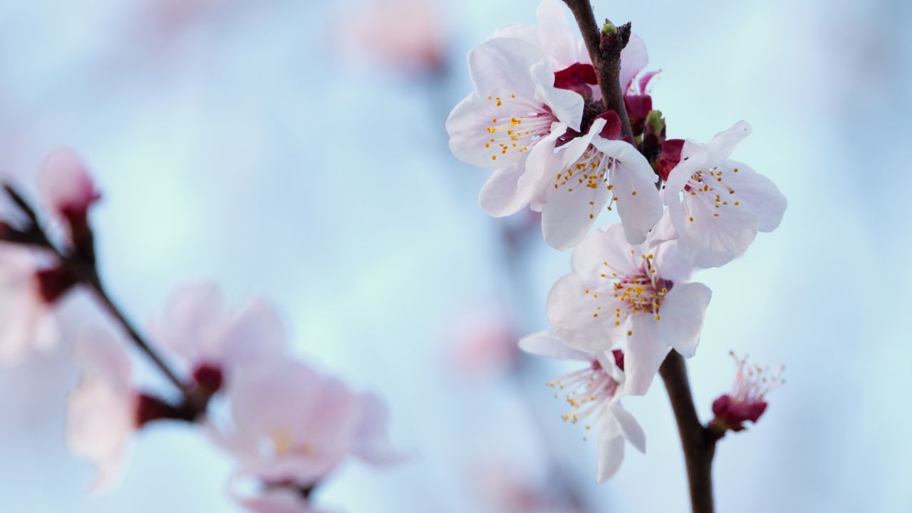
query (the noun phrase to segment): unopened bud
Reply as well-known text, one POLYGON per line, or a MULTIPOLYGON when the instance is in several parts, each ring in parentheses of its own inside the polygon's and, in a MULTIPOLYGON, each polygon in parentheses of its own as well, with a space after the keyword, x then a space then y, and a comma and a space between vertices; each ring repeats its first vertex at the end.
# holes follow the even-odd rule
POLYGON ((738 365, 735 384, 731 393, 724 393, 712 402, 715 418, 710 423, 710 428, 720 438, 726 431, 743 431, 745 422, 756 424, 766 412, 766 394, 785 382, 780 378, 782 367, 771 372, 769 367, 749 365, 746 358, 739 359, 734 352, 731 356, 738 365))

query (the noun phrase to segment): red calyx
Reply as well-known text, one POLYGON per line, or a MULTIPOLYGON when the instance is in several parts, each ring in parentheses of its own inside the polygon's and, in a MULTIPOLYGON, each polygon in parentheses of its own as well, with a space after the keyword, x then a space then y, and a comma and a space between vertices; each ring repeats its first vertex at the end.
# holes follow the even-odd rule
POLYGON ((646 117, 652 110, 652 97, 648 94, 626 95, 624 106, 627 107, 634 136, 642 135, 646 130, 646 117))
POLYGON ((667 139, 662 142, 662 154, 658 157, 656 171, 663 181, 668 182, 671 170, 681 162, 681 149, 683 147, 683 139, 667 139))
POLYGON ((616 349, 611 351, 611 355, 615 357, 615 365, 617 366, 621 371, 624 370, 624 351, 616 349))

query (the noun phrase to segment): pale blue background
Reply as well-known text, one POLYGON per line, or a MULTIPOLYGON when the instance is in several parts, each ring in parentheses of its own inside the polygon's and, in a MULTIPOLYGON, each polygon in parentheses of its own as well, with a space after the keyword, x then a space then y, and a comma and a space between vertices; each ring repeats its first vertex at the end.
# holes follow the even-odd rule
MULTIPOLYGON (((441 5, 451 75, 416 79, 353 59, 330 34, 359 3, 226 1, 168 40, 150 3, 0 4, 0 168, 27 183, 78 149, 104 191, 94 215, 115 295, 138 320, 175 286, 210 277, 232 298, 282 306, 295 351, 380 392, 406 465, 347 466, 318 502, 350 512, 495 511, 472 473, 495 458, 534 479, 531 418, 572 468, 591 511, 685 511, 677 434, 661 386, 627 402, 648 437, 596 487, 595 444, 559 420, 542 385, 452 372, 445 340, 464 312, 510 297, 499 223, 477 206, 484 171, 446 149, 443 120, 470 90, 468 49, 534 3, 441 5)), ((901 0, 596 2, 646 40, 669 135, 707 140, 746 119, 737 157, 789 199, 741 259, 701 273, 714 291, 690 362, 704 418, 731 382, 728 351, 784 363, 788 383, 747 433, 720 445, 720 511, 912 511, 908 392, 912 278, 907 191, 912 23, 901 0)), ((612 222, 610 217, 600 220, 612 222)), ((533 246, 523 329, 568 254, 533 246)), ((68 319, 92 322, 85 304, 68 319)), ((230 462, 202 436, 138 436, 122 486, 86 493, 91 468, 62 443, 65 351, 0 372, 0 510, 233 511, 230 462)), ((154 383, 153 383, 154 386, 154 383)))

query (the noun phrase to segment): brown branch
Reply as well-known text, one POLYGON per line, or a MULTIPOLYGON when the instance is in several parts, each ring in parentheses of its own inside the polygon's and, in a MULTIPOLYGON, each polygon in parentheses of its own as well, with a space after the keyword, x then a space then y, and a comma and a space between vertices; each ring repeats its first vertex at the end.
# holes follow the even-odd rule
POLYGON ((690 394, 684 358, 672 350, 658 368, 681 437, 693 513, 712 513, 712 457, 716 437, 700 422, 690 394))
POLYGON ((15 242, 42 247, 54 254, 54 256, 60 261, 60 265, 63 266, 67 272, 75 277, 79 283, 82 283, 95 292, 98 301, 108 313, 114 318, 114 320, 116 320, 117 323, 119 324, 127 332, 127 335, 133 342, 133 345, 145 354, 146 357, 149 358, 149 360, 155 365, 155 367, 157 367, 159 371, 164 374, 165 378, 167 378, 168 381, 173 383, 174 386, 181 391, 181 393, 183 395, 183 403, 181 406, 188 409, 191 418, 195 419, 197 416, 203 414, 206 410, 206 404, 209 402, 208 396, 197 390, 195 387, 182 382, 178 377, 177 373, 174 372, 174 371, 168 366, 165 361, 152 349, 149 341, 140 334, 140 331, 127 319, 123 311, 114 303, 101 283, 98 267, 95 264, 94 250, 88 252, 88 254, 91 255, 90 261, 86 260, 85 252, 80 254, 78 251, 69 252, 60 250, 60 248, 58 248, 47 237, 47 234, 41 227, 41 224, 35 209, 32 208, 25 198, 23 198, 18 191, 8 183, 3 184, 3 188, 13 200, 13 203, 16 204, 19 210, 25 215, 28 222, 26 230, 19 232, 20 236, 18 238, 21 240, 16 240, 15 242))
POLYGON ((564 3, 570 7, 583 35, 586 49, 596 68, 605 109, 617 113, 624 135, 633 142, 633 130, 630 128, 627 106, 624 104, 624 91, 620 85, 621 50, 630 39, 630 24, 616 27, 615 32, 602 32, 596 23, 596 15, 589 0, 564 0, 564 3))

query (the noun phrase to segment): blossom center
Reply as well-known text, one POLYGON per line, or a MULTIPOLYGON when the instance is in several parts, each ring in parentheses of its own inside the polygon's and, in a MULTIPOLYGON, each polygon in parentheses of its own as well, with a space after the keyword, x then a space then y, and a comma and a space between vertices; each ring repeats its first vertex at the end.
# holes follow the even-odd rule
MULTIPOLYGON (((571 372, 553 382, 548 386, 557 388, 554 399, 564 394, 571 409, 561 415, 565 422, 578 423, 580 420, 591 418, 586 425, 586 430, 591 431, 598 424, 608 407, 608 403, 617 392, 617 382, 615 381, 597 360, 586 369, 571 372)), ((588 434, 584 437, 584 440, 588 434)))
MULTIPOLYGON (((715 211, 712 214, 713 217, 719 217, 725 207, 741 204, 734 188, 726 183, 726 179, 731 176, 730 173, 738 173, 737 167, 727 170, 717 166, 709 170, 700 170, 688 179, 684 186, 685 194, 696 196, 712 205, 715 211)), ((693 222, 693 217, 689 220, 693 222)))
POLYGON ((551 131, 551 123, 557 120, 546 105, 540 105, 519 99, 514 94, 509 98, 488 96, 488 101, 496 109, 504 109, 513 114, 492 118, 485 126, 488 134, 484 147, 492 151, 491 160, 496 161, 510 152, 524 153, 542 137, 551 131), (515 112, 522 112, 516 114, 515 112))

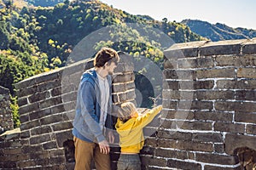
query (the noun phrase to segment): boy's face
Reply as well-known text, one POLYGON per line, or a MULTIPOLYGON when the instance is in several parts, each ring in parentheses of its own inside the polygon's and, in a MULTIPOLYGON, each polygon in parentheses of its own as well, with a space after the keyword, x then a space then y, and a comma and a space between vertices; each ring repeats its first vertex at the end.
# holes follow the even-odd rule
POLYGON ((108 71, 109 75, 113 73, 113 70, 117 67, 117 64, 115 62, 111 62, 110 65, 106 63, 105 70, 108 71))

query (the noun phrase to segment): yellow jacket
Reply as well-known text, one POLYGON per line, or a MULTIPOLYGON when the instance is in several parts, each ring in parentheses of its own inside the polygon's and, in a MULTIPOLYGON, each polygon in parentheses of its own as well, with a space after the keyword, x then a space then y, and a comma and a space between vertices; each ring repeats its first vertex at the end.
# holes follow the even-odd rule
POLYGON ((126 122, 119 118, 115 128, 119 134, 119 145, 121 152, 139 153, 144 144, 143 128, 147 126, 154 117, 162 110, 159 105, 153 108, 148 113, 137 117, 131 117, 126 122))

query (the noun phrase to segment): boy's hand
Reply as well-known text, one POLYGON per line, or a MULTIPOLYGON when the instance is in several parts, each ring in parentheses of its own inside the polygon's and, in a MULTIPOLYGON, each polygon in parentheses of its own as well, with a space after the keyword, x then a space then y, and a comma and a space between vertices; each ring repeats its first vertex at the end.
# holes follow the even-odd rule
POLYGON ((108 142, 107 140, 103 140, 99 143, 100 151, 102 154, 108 154, 110 151, 110 148, 108 145, 108 142))

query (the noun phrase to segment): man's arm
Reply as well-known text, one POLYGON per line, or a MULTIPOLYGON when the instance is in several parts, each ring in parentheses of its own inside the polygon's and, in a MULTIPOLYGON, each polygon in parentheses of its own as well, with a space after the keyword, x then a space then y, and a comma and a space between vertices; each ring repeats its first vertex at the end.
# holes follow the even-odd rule
POLYGON ((90 132, 96 138, 98 143, 105 140, 102 130, 99 125, 99 119, 95 114, 96 99, 92 83, 90 82, 83 82, 79 95, 80 96, 78 102, 80 102, 81 114, 90 132))

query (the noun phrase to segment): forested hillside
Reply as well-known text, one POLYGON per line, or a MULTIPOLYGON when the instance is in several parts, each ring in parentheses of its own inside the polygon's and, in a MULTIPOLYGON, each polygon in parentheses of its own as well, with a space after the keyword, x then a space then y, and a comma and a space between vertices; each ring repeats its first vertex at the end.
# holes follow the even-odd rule
MULTIPOLYGON (((95 42, 95 50, 108 46, 137 59, 143 55, 160 66, 163 49, 171 43, 160 42, 160 34, 175 42, 205 39, 185 25, 132 15, 100 1, 0 0, 0 86, 14 96, 15 120, 18 106, 14 83, 65 66, 84 37, 110 26, 115 26, 107 32, 108 41, 95 42), (138 31, 128 23, 143 26, 138 31)), ((19 126, 18 121, 15 125, 19 126)))
MULTIPOLYGON (((17 2, 20 3, 22 1, 17 2)), ((65 1, 49 8, 20 7, 17 2, 4 1, 4 6, 0 9, 0 85, 9 88, 12 93, 14 82, 64 66, 73 47, 83 37, 107 26, 120 25, 121 31, 124 31, 125 23, 143 24, 160 29, 176 42, 203 39, 183 24, 131 15, 100 1, 65 1)), ((157 44, 157 42, 148 42, 148 38, 137 34, 132 28, 125 30, 124 32, 117 30, 111 38, 117 34, 136 36, 144 43, 131 41, 116 44, 109 40, 101 42, 98 46, 108 45, 131 54, 139 53, 157 59, 156 61, 160 60, 162 54, 159 49, 147 48, 155 47, 152 43, 157 44)), ((160 44, 159 48, 160 49, 160 44)))

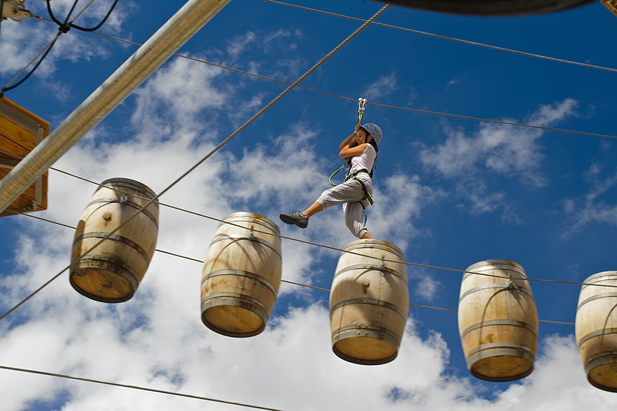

•••

짧은 과제: 자료의 처음부터 "POLYGON ((616 349, 611"가 들어 있는 줄까지(그 줄 포함)를 "요청"과 "답변" 두 열의 CSV로 정리하세요. 요청 하나당 한 행으로 하되 각 필드는 따옴표로 감싸고 줄바꿈은 공백으로 바꾸며, 사진은 넣지 마세요.

연습 답안:
요청,답변
"query (the noun phrase to segment): unopened bud Reply as well-known text, one POLYGON per line, or a MULTIPOLYGON when the instance is in several parts, each ring in parentheses of its own inside the polygon's and, in a MULTIPOLYGON, each polygon in parentheses of its own as well, with a space after the keyword, x then a space then y, and a comma and a space between vertices; each ring repeats its first vertex at the end. # holes follow the even-odd rule","POLYGON ((738 365, 735 384, 731 393, 724 393, 712 402, 715 418, 710 423, 710 428, 720 438, 726 431, 743 431, 745 422, 756 424, 766 412, 766 394, 785 382, 780 378, 782 367, 771 372, 769 367, 749 365, 746 358, 739 359, 734 352, 731 356, 738 365))"
"query (the noun phrase to segment): red calyx Reply as well-known text, one POLYGON per line, or a MULTIPOLYGON when the instance is in several parts, each ring in parentheses of its own inside the polygon's and, in a MULTIPOLYGON, each polygon in parentheses of its own as well, with a space after the keyword, x then a space then y, and a comma and a space between vertices; each ring repeats its first vertex at the end. # holes follow the even-odd rule","POLYGON ((646 117, 652 110, 652 97, 648 94, 626 95, 624 106, 627 107, 634 136, 642 135, 646 130, 646 117)) POLYGON ((667 139, 662 142, 662 154, 658 157, 656 171, 663 181, 668 182, 671 170, 681 162, 681 149, 683 147, 683 139, 667 139)) POLYGON ((616 349, 611 351, 611 355, 615 357, 615 365, 617 366, 621 371, 624 370, 624 351, 616 349))"